Given task - Reproduce the passage from the land-use litigation excerpt verbatim, from "Imagine you find" up to and including "the district court?".

Excerpt provided -
__________

District Court Review of Mandamus Proceedings in Land-Use Litigation: Certiorari or Appeal?

AuthorWoodlee, John G.

Imagine you find yourself in the following position. You represent a real estate developer who has been denied approval for a project by a local government. The developer previously challenged the local government's decision in state circuit court, seeking both a writ of mandamus ordering the local government to approve the project and, alternatively, a writ of certiorari quashing the decision withholding that approval. (1) The circuit court has just denied the relief requested by the developer. Now you've been hired to challenge the circuit court's decision in the district court of appeal. You face questions: How do you invoke the district court's jurisdiction? Do you file a notice of appeal in the circuit court? Or do you file a petition for certiorari, or perhaps for some other extraordinary writ, in the district court?

__________

(Records drawn from a data source)
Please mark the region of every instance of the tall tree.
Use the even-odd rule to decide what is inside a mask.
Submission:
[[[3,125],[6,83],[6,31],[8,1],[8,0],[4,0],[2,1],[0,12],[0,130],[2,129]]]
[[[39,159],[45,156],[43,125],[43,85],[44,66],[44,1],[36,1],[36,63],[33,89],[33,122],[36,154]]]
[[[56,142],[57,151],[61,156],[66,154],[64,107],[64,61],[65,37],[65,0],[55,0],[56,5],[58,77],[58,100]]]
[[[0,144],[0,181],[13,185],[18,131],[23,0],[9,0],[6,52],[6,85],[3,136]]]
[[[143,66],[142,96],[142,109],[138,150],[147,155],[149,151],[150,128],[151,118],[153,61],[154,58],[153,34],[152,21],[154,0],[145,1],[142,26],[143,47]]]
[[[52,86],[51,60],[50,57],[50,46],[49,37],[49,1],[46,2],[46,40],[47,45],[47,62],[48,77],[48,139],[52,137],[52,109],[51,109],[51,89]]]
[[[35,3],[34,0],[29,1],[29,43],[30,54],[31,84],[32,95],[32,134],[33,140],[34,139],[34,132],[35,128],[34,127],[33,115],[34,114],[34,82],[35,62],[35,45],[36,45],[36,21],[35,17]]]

__________

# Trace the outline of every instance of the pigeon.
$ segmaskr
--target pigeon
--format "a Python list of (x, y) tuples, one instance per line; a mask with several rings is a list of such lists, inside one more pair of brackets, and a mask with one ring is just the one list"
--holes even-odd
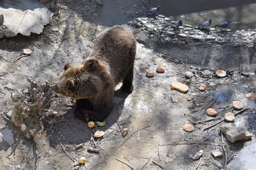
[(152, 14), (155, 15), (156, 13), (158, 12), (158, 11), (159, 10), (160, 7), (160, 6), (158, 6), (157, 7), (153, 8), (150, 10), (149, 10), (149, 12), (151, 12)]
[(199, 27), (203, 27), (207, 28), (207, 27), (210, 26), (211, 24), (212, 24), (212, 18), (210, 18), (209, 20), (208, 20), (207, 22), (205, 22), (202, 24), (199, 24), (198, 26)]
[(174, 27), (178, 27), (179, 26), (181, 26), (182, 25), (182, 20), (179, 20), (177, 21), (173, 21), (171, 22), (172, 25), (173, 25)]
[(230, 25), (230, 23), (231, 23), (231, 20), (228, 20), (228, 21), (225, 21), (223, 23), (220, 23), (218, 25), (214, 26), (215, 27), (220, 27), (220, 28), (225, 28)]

__________

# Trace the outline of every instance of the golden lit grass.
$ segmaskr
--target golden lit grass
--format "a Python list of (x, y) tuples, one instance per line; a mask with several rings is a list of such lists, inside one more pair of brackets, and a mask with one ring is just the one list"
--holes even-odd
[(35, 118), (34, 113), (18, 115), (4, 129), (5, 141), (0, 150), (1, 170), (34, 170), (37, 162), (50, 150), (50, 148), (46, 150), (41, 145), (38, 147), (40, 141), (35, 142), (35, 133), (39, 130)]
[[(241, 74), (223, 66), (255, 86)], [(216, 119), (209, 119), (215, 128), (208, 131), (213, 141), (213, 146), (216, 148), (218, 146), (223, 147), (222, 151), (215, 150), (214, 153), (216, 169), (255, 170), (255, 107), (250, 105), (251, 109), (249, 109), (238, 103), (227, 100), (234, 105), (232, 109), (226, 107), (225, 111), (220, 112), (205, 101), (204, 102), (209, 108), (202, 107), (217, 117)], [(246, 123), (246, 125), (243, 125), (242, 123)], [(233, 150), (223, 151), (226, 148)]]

__________

Final result -
Imagine you find yourself in the following position. You represent a real estate developer who has been denied approval for a project by a local government. The developer previously challenged the local government's decision in state circuit court, seeking both a writ of mandamus ordering the local government to approve the project and, alternatively, a writ of certiorari quashing the decision withholding that approval. (1) The circuit court has just denied the relief requested by the developer. Now you've been hired to challenge the circuit court's decision in the district court of appeal. You face questions: How do you invoke the district court's jurisdiction? Do you file a notice of appeal in the circuit court? Or do you file a petition for certiorari, or perhaps for some other extraordinary writ, in the district court?